• _Estratto della fonte_
......

La linea della fermezza è stata successivamente criticata, soprattutto in quei casi di sequestro di cittadini italiani per cui invece non è stata adottata. Allora, però, quella scelta fu sostanzialmente accettata da gran parte della società italiana, attraversata, durante i 45 giorni di sequestro, da una diffusa reazione morale contro il terrorismo che preparò un progressivo isolamento delle Brigate Rosse e altri gruppi analoghi. <101
Contrari alla linea della fermezza erano la famiglia e gli amici stretti del rapito, intellettuali cattolici come Mario Agnes, due storici dirigenti del Pci come Umberto Terracini e Lucio Lombardo Radice, Fanfani e il Presidente della Repubblica Leone per i democristiani e Craxi per i socialisti. In particolare, Craxi riteneva che lo Stato democratico godesse dell’appoggio convinto della popolazione e che un atto umanitario, come lo scambio di prigionieri, non avrebbe indebolito la democrazia, ma l’avrebbe rafforzata. Per i comunisti, al contrario, ogni arrendevolezza verso i terroristi li avrebbe incoraggiati ad ulteriori azioni dello stesso genere. <102 Inoltre con lo scambio di prigionieri le BR sarebbero state effettivamente riconosciute come una forza legittima di sinistra, quindi potenzialmente in grado di competere con il Pci in quell’area politica.
I critici della “linea della fermezza” sostengono ancora oggi che il governo avrebbe dovuto trattare con le BR, per poi colpirle con decisione una volta liberato il prigioniero.
È generalmente riconosciuto che la crisi del terrorismo italiano cominciò dall’omicidio di Moro; a posteriori, senza considerare presupposti morali, la linea della fermezza raggiunse il suo obiettivo: le BR, profondamente indebolitesi dopo l’omicidio di Moro, furono progressivamente sconfitte nel corso degli anni ’80.
Per fronteggiare la minaccia, fu approvata una legge che permetteva una notevole riduzione della pena ai “pentiti”, in cambio della loro collaborazione, e fu nominato a comandare l’offensiva antiterroristica il Generale dei Carabinieri Carlo Alberto Dalla Chiesa. Nel 1980 uno dei membri di maggior spicco delle BR, Patrizio Peci, dopo essere stato arrestato decise di collaborare con Dalla Chiesa; altri seguirono il suo esempio, contribuendo così a smantellare le colonne BR.

......

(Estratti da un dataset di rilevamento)
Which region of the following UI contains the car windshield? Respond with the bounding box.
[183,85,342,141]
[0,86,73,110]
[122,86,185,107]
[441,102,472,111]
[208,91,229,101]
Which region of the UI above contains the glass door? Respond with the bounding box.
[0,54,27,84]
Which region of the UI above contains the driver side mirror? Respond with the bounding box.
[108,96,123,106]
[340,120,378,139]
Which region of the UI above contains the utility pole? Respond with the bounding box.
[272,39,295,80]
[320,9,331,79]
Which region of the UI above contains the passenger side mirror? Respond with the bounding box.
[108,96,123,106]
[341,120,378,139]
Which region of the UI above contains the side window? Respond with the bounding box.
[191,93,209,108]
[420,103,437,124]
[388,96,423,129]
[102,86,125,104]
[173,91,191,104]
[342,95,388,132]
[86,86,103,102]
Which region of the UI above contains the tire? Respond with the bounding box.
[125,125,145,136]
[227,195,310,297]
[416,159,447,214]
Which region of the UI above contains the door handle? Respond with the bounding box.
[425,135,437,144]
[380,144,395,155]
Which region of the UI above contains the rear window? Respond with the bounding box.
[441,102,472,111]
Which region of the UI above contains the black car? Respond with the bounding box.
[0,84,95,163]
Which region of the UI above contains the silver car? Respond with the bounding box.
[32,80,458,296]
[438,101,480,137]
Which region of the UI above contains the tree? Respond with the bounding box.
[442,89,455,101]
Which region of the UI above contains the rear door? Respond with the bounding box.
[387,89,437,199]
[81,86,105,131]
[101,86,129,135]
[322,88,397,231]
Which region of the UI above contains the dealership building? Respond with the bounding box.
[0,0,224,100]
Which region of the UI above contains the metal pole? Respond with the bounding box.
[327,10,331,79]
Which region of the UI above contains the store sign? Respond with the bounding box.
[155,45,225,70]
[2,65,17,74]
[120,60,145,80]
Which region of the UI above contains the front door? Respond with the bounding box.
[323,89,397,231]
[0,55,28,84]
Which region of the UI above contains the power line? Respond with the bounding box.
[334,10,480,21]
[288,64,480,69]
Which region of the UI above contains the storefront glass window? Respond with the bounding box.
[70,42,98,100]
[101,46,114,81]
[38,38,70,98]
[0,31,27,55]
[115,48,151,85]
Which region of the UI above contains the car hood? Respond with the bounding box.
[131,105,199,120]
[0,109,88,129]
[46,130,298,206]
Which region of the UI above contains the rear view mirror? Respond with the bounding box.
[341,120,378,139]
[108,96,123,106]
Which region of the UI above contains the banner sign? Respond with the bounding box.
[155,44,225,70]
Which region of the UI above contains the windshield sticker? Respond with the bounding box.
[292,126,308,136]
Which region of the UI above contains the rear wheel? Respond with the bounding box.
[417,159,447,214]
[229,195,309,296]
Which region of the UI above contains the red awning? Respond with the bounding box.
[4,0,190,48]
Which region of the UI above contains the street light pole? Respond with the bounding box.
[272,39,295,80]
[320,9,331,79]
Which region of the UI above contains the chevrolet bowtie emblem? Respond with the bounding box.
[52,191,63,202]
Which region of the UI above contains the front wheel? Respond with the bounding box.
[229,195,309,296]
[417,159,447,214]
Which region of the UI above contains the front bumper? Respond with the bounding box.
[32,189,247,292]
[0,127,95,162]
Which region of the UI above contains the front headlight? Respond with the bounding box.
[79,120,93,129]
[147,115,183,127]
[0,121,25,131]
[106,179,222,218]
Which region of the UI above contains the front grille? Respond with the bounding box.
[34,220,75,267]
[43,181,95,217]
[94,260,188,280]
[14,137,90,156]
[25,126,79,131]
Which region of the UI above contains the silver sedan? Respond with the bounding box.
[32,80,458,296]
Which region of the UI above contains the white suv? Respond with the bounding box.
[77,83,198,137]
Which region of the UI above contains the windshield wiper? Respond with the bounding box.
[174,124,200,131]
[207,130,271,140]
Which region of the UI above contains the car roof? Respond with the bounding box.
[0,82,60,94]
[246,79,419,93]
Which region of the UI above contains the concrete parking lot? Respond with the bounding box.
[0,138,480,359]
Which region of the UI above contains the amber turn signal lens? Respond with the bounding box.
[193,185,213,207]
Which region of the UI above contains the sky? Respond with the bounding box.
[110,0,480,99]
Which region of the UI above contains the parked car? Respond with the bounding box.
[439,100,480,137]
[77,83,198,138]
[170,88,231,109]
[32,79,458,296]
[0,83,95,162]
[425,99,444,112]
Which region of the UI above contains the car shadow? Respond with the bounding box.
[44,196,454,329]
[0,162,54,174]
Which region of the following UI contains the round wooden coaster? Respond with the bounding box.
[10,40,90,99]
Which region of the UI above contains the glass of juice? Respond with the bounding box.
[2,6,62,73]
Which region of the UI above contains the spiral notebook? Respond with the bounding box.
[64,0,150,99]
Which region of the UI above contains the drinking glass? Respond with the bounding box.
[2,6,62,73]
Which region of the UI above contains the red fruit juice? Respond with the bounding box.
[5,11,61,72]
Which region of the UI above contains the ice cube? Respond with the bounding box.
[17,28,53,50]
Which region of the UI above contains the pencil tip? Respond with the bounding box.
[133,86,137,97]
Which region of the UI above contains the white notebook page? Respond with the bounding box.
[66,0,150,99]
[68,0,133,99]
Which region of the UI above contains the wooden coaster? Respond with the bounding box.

......

• _Da fare_
a. Rispondi alle seguenti domande sul brano sulla linea della fermezza:
(i) Quanti giorni durò il sequestro?
(ii) Quale generale dei Carabinieri fu nominato a comandare l'offensiva antiterroristica?
(iii) In quale anno Patrizio Peci decise di collaborare con Dalla Chiesa?
b. Elenca tutte le persone che il brano sulla linea della fermezza indica per nome come contrarie a tale linea.
c. Prosegui il brano sulla linea della fermezza a partire dalla sua ultima frase.
I record non hanno alcun ruolo in questo.

• _Risposte_
a.
(i) 45 giorni.
(ii) Carlo Alberto Dalla Chiesa.
(iii) Nel 1980.

b.
Mario Agnes
Umberto Terracini
Lucio Lombardo Radice
Fanfani
Leone
Craxi

c.
Come anticipato nel paragrafo precedente, Moro scrisse molti documenti durante la sua prigionia, sebbene la loro “validità morale” rimane controversa. La posizione che emerge dalle lettere a Cossiga e a Zaccagnini è che la salvezza dello Stato avrebbe potuto essere messa a repentaglio dalle cose che Moro sapeva e che avrebbe potuto rivelare ai terroristi di fronte a minacce di tortura <103. Particolarmente toccante è una delle lettere a Zaccagnini, dove Moro, esprimendo il suo dolore di fronte all’idea di perdere la sua famiglia, si scaglia contro i vertici della Dc: “Vi sono certamente problemi per il paese che io non voglio disconoscere, ma che possono trovare una soluzione equilibrata anche in termini di sicurezza, rispettando però quella ispirazione umanitaria, cristiana e democratica, alla quale si sono dimostrati sensibili Stati civilissimi in circostanze analoghe di fronte al problema della salvaguardia della vita umana
innocente. Infatti, di fronte a quelli del Paese ci sono problemi riguardanti la mia famiglia. Di questi problemi, terribili e angosciosi, non credo vi possiate liberare, anche di fronte alla Storia, con la facilità, con l’indifferenza, con il cinismo che avete manifestato nel corso di questi quaranta giorni di terribili sofferenze […] Possibile che siate tutti d’accordo nel volere la mia morte per una presunta ragion di Stato…? […] Lo dico chiaro: per parte mia non giustificherò nessuno. […] Pensaci soprattutto tu, Zaccagnini, massimo responsabile. Ricorda in questo momento… la tua straordinaria insistenza per avermi Presidente del Consiglio Nazionale, per avermi partecipe e corresponsabile nella fase nuova che si apriva e che si profilava difficilissima. Ricordi la mia fortissima resistenza, soprattutto per le ragioni di famiglia a tutti note. Poi mi piegai, come sempre, alla volontà del partito. Ed eccomi qui sul punto di morire, per averti detto sì. Tu hai dunque una responsabilità personalissima. Il tuo sì o il tuo no sono decisivi. Ma sai pure che se mi togli alla mia famiglia, l’hai voluto due volte. Questo peso non te lo scrollerai di dosso più” <104.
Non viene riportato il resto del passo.